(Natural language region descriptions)
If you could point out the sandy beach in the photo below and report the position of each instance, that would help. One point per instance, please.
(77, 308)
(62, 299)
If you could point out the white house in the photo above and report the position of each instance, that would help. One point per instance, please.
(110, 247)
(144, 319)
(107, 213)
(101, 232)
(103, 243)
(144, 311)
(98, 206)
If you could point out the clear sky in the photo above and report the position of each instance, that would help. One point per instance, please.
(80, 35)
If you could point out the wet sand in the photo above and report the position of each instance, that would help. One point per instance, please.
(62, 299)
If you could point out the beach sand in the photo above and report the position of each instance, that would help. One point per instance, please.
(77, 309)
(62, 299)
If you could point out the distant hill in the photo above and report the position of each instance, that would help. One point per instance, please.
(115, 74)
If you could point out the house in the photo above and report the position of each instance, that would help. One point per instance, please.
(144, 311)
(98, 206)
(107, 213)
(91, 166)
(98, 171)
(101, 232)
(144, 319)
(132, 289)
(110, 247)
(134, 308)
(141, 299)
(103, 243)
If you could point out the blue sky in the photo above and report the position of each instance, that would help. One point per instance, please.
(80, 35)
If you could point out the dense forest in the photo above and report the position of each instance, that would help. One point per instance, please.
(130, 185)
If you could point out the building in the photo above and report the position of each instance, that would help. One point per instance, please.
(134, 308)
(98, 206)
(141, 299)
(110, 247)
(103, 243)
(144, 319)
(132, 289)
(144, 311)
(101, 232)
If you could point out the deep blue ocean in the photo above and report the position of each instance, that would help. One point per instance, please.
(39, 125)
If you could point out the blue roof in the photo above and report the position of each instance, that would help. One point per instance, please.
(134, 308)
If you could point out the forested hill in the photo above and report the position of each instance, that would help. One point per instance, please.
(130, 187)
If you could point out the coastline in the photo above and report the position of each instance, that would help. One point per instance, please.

_WHAT IS BEING ASKED_:
Your response must repeat the entries above exactly, in full.

_WRITTEN REPLY_:
If you could point out the sandy beach in the photo below and report the position of each instance, that would help. One point per instance, please.
(77, 308)
(62, 299)
If you could point out the white house in the photo above and report the position of each instance, that would help. One point per instance, please.
(110, 247)
(144, 319)
(107, 213)
(101, 232)
(103, 243)
(144, 311)
(98, 206)
If you could point out the clear sky in the photo above and report the position of each instance, that would help. One point per instance, please.
(80, 35)
If you could point out the wet sand in the photo above and report the position of each instance, that would help. One point per instance, please.
(62, 299)
If you could point out the beach sand in the photo above and report the position of each instance, that would help. One point per instance, please.
(77, 309)
(62, 299)
If you could point out the distant hill in the photo above and report the position of each instance, that would help. One point per instance, please.
(115, 74)
If you could point out the house in the photo above and report the position of each instance, that would help. One point per instance, please.
(144, 311)
(98, 206)
(107, 213)
(91, 166)
(98, 171)
(101, 232)
(144, 319)
(132, 289)
(110, 247)
(134, 308)
(141, 299)
(103, 243)
If you could point out the blue sky in the photo above and report the position of each instance, that would help. One point per instance, please.
(80, 35)
If you could point out the dense forest in the photo above and report the position of each instance, that would help. One point per instance, please.
(130, 185)
If you could point out the building in the photo above and report the position of each instance, that would help. One point per instance, please.
(134, 308)
(98, 206)
(141, 299)
(110, 247)
(103, 243)
(144, 319)
(132, 289)
(144, 311)
(101, 232)
If you could point out the deep blue ocean in the photo above and report the position of each instance, that would help. One point per instance, please.
(39, 125)
If you could point out the blue roof in the photo above and report the position of each instance, that would help. One point per instance, please.
(134, 308)
If you could point out the forested hill in the photo above and report the position of each instance, that would help. One point per instance, please.
(130, 187)
If you could point out the coastline in the photo above and report the position of each instance, that would help. One point per instance, please.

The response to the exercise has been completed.